* **Work task**:
Scan the records below for the line with "Target: green vegetation" and the line with "Target: white rock face". Repeat those two lines and every line between them exactly, and nothing else.
--- START ---
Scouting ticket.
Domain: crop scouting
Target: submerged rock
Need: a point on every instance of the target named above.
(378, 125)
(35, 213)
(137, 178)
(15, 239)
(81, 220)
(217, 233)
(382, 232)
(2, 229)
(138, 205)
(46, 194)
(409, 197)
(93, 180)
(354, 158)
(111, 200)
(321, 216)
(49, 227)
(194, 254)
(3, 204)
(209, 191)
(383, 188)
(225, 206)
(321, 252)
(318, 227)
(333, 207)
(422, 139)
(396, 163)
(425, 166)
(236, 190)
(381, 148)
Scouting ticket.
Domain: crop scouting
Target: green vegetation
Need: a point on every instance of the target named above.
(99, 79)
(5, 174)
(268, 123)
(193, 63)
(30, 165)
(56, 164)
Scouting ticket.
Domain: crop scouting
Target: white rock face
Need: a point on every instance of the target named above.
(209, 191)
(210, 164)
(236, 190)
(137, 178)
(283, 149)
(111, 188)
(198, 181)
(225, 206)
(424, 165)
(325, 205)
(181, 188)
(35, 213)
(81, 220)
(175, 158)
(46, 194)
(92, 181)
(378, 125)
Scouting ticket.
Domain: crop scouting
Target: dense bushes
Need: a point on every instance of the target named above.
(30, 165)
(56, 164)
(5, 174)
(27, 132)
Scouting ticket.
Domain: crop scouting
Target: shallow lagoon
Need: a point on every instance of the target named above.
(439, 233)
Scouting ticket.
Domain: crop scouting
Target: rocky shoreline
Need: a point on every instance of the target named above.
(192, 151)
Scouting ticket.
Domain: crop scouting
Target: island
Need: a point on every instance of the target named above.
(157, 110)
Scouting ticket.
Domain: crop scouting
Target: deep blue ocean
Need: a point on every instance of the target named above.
--- END ---
--- START ---
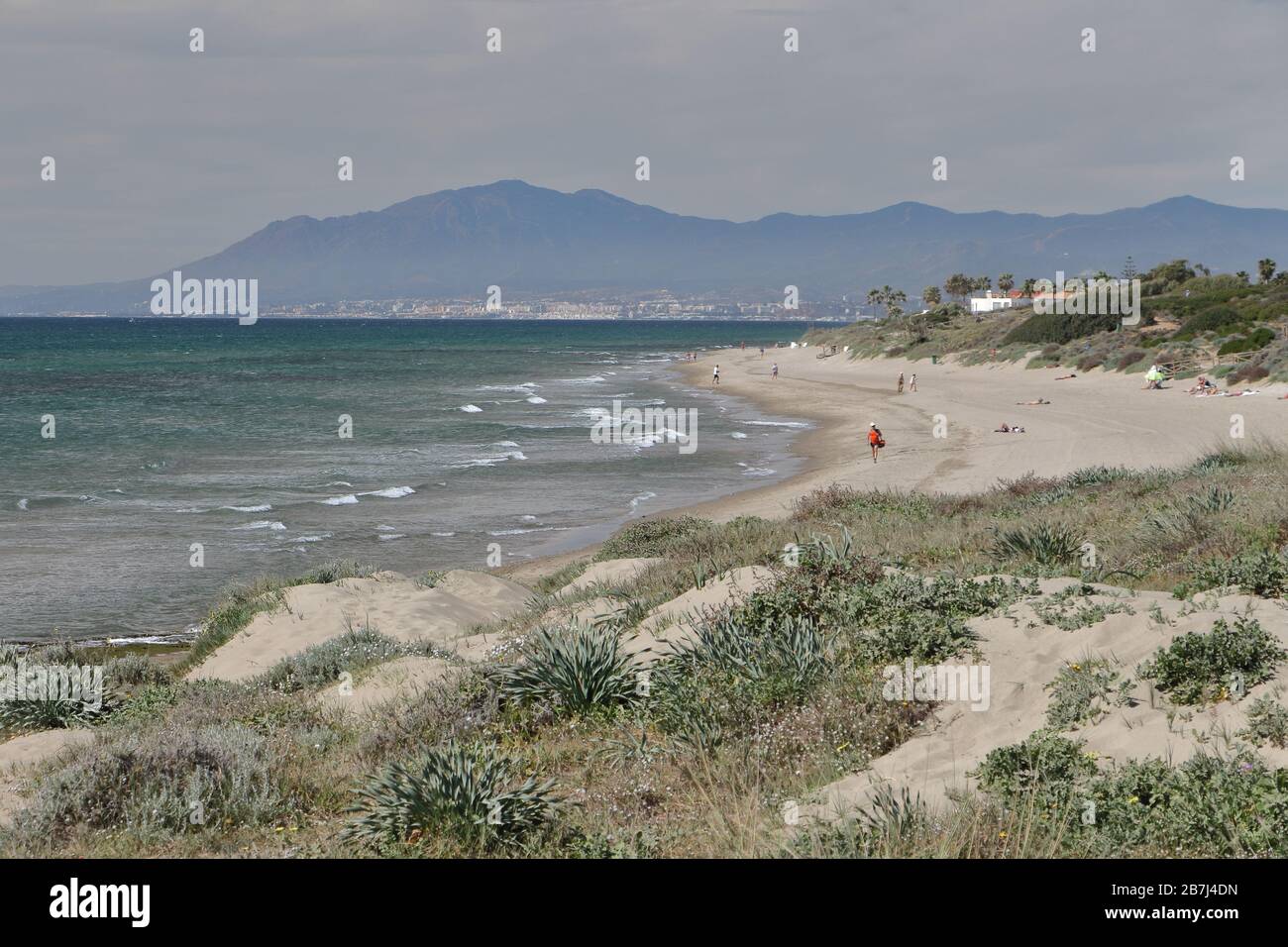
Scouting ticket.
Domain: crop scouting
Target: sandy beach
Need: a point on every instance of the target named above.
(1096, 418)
--- END ---
* **Solution to the problem**:
Target: green vegetation
Need: a point on every instance of the target named above.
(99, 79)
(5, 174)
(268, 123)
(193, 63)
(30, 165)
(56, 164)
Scouting ticket.
Domain: crop scouting
Target: white rock face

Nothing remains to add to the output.